Righe di etichettatura delle posizioni:
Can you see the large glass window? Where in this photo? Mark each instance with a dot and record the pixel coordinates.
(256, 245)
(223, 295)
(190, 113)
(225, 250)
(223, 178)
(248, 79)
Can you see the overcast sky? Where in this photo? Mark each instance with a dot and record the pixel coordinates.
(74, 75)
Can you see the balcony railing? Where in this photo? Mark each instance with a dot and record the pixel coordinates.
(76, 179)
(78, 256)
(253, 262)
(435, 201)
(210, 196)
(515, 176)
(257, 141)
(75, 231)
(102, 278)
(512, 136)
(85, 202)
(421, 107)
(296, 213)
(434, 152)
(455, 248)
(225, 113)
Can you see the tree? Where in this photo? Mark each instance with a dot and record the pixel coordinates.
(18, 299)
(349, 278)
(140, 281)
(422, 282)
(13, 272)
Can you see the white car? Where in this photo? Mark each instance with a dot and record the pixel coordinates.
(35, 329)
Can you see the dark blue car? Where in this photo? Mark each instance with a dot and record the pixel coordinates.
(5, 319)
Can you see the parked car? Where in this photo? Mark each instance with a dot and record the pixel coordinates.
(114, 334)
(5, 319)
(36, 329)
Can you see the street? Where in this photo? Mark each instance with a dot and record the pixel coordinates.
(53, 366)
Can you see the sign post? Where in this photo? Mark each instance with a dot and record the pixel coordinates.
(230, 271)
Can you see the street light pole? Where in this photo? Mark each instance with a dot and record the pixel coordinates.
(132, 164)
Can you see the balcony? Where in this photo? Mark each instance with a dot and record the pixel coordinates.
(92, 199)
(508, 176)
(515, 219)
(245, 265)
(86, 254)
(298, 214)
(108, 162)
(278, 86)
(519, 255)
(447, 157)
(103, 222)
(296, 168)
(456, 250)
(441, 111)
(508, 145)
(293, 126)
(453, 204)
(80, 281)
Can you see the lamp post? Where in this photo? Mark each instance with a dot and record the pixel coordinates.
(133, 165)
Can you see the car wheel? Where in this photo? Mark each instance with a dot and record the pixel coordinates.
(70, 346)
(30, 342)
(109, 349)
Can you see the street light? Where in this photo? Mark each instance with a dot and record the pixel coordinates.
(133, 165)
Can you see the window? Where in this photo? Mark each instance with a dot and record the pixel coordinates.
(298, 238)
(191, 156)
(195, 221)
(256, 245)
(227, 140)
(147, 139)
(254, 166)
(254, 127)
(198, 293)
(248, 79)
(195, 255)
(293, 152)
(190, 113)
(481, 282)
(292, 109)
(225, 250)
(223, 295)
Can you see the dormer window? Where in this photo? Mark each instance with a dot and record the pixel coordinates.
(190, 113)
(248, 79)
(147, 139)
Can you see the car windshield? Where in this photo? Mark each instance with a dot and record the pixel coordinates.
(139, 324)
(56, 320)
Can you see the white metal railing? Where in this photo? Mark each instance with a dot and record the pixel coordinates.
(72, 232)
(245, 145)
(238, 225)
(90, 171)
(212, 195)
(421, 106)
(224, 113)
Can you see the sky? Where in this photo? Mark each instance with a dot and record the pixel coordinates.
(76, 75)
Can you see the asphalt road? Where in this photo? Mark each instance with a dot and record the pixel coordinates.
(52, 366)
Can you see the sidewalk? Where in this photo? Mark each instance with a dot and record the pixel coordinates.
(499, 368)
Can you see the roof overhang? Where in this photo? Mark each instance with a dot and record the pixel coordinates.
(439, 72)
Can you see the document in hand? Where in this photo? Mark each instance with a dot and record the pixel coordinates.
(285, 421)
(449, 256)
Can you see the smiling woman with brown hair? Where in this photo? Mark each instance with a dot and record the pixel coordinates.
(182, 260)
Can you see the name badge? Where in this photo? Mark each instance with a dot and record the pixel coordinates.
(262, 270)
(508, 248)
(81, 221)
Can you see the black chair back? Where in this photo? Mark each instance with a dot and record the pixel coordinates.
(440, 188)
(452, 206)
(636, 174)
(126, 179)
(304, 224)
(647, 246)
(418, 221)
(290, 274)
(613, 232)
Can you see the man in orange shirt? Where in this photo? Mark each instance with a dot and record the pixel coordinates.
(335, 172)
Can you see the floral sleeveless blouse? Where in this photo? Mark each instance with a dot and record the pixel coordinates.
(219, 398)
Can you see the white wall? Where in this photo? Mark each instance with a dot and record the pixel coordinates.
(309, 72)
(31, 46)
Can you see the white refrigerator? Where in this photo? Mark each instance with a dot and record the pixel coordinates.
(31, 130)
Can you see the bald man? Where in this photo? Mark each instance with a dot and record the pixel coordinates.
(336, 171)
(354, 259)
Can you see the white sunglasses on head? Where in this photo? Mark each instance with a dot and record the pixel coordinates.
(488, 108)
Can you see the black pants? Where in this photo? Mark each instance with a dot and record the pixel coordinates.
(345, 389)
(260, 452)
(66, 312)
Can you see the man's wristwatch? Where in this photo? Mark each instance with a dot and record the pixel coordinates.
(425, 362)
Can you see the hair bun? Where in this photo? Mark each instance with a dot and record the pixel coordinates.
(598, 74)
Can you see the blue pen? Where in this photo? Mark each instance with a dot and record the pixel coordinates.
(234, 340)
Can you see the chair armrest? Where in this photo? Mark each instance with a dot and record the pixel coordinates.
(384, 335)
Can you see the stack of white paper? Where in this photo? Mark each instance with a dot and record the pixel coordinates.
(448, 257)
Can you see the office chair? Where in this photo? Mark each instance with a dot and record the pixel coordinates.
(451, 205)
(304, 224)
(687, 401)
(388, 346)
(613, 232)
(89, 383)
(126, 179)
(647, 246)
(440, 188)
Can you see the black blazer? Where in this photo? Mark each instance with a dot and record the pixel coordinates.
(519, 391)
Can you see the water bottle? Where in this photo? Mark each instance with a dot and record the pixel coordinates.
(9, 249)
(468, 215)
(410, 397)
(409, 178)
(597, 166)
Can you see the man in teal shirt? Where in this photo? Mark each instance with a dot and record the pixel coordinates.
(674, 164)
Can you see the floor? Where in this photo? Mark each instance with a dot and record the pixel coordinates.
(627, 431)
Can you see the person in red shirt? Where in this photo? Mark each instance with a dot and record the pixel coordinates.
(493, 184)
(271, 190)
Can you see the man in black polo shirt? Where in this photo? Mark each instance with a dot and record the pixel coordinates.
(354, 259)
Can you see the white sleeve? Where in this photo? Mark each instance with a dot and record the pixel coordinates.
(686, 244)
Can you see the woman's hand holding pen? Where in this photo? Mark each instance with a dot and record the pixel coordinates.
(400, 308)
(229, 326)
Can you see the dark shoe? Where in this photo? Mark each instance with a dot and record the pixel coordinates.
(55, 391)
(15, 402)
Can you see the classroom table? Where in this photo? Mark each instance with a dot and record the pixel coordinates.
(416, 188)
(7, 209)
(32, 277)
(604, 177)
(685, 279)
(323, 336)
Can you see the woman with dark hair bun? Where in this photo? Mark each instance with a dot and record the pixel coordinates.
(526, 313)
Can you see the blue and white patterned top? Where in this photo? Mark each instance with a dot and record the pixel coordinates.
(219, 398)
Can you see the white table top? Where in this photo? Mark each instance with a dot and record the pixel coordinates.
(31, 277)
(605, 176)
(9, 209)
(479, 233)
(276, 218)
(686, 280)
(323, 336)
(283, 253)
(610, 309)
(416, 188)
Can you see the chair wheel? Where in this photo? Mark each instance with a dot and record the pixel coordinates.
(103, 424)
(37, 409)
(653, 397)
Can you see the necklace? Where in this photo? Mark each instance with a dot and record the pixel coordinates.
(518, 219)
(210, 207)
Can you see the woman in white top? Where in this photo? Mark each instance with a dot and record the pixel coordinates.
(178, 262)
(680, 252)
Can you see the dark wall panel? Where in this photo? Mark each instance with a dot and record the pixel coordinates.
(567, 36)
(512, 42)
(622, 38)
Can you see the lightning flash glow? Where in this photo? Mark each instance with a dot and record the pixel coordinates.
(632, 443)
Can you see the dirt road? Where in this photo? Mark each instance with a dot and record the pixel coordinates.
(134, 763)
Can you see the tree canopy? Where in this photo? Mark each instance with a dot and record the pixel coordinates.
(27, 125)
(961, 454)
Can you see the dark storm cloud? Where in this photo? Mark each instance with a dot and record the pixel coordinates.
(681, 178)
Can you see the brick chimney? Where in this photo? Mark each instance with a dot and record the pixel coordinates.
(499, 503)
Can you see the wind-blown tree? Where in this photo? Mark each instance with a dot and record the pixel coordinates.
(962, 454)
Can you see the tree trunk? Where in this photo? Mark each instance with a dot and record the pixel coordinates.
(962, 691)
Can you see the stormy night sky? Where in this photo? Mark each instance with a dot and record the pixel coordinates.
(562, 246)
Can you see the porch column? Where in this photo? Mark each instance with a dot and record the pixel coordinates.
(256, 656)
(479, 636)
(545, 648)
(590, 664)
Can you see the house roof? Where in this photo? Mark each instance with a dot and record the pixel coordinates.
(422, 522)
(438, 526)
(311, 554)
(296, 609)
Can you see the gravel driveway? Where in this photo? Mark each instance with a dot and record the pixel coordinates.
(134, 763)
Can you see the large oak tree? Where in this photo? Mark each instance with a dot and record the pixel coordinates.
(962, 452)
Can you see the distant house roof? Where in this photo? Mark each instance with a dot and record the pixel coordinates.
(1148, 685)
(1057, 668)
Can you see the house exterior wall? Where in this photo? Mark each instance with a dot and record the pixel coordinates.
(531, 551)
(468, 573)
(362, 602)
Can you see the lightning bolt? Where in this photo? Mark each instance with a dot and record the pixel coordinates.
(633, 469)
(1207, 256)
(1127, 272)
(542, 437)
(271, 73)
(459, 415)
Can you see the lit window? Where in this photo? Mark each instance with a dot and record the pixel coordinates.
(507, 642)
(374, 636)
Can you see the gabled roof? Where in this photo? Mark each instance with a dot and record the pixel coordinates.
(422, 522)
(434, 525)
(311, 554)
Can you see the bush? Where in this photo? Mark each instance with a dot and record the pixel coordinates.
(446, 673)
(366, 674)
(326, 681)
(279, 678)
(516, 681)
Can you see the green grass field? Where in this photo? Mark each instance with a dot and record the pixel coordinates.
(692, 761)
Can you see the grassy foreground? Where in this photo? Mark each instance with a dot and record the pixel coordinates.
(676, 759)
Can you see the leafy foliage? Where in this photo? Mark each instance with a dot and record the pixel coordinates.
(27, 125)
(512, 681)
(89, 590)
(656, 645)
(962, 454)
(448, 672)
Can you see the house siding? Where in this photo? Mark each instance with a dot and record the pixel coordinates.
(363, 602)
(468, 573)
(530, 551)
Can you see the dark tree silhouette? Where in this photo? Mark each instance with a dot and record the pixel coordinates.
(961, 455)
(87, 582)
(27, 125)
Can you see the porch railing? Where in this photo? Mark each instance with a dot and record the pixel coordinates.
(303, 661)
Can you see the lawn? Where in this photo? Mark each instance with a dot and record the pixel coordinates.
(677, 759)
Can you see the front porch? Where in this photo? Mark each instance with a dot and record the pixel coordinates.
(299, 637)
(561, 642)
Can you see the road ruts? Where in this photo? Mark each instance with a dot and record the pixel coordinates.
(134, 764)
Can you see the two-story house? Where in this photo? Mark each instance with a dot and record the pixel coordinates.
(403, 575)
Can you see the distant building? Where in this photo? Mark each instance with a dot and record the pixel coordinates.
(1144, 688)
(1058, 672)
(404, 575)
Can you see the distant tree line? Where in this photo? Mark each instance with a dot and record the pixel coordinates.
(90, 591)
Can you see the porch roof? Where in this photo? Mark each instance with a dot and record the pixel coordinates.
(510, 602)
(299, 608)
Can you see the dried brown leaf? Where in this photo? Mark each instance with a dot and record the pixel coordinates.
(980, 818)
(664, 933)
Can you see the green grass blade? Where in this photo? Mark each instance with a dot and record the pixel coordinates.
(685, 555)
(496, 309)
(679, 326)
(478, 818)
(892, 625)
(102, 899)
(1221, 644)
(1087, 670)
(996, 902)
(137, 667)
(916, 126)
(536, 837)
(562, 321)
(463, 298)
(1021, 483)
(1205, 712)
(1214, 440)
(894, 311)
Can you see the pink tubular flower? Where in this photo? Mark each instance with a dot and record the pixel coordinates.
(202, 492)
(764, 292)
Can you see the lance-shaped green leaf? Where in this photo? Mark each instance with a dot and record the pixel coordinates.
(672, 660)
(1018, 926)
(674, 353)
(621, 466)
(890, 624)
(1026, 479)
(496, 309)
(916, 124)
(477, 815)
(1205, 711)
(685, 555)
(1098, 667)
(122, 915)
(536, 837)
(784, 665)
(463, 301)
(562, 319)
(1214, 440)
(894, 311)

> Obiettivo del compito
Cita testualmente le righe che vanno da quella contenente "Can you see the pink" fino all'ultima riga, entrambe comprese.

> Soluzione completa
Can you see the pink tubular flower? Where in this photo? Mark each instance with a dot and record the pixel coordinates.
(202, 492)
(764, 292)
Can you see the lance-shaped green leaf? Where in this photo? Mark each instance with a dot and record the pixel coordinates.
(672, 660)
(1018, 926)
(674, 353)
(621, 466)
(890, 624)
(1026, 479)
(496, 309)
(916, 124)
(477, 815)
(1205, 711)
(685, 555)
(1098, 667)
(122, 915)
(536, 837)
(784, 665)
(463, 301)
(562, 319)
(1214, 440)
(894, 311)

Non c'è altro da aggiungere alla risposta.